For those willing to stick with stocks through tough times, I think FTSE 100 luxury goods firm Burberry (LSE: BRBY) is worthy of consideration. Its shares have inevitably dipped on fears surrounding the impact of the coronavirus on trading in China following management’s decision to close a third of its stores in the country.

While the stock could certainly have further to fall, I don’t see anything to suggest the long-term outlook has changed. Burberry remains a high-quality business that, aside from its highly coveted brand and growth potential in developing markets, generates consistently excellent returns on capital employed (a metric favoured by Warren Buffett) and boasts a strong balance sheet.

Given ongoing consolidation in this part of the market, I think it’s also a potential bid candidate. 

Paul Summers owns shares in Burberry

Kevin Godbold: Britvic

At the end of January, soft drinks producer Britvic (LSE: BVIC) said it had enjoyed a “robust” start to the year and was “confident” of achieving expectations for the full year. City analysts expect earnings to slip by around 10% in 2020, but the dividend should rise by a single-digit percentage with backing from the firm’s steady cash flow.

I reckon Britvic is a defensive stalwart with an enduring business bolstered by strong brands. As such, I see the recent bout of weakness in the share price as an opportunity to pick up some of the shares. The stock has been recovering since January and I’d hop aboard the rising trend for March and beyond.

• INFORMATION SUPPLIED
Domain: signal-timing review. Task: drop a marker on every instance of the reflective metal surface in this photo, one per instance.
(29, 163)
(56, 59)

• REQUIRED ACTION A
From the passage on Burberry and Britvic shares, translate this sentence into Spanish: "Given ongoing consolidation in this part of the market, I think it's also a potential bid candidate."
• REQUIRED ACTION B
According to the passage on Burberry and Britvic shares, what share of Burberry's stores in China did management decide to close?

• ANSWER AREA A
Dada la consolidación en curso en esta parte del mercado, creo que también es un posible candidato a una oferta de adquisición.

• ANSWER AREA B
A third of its stores in the country.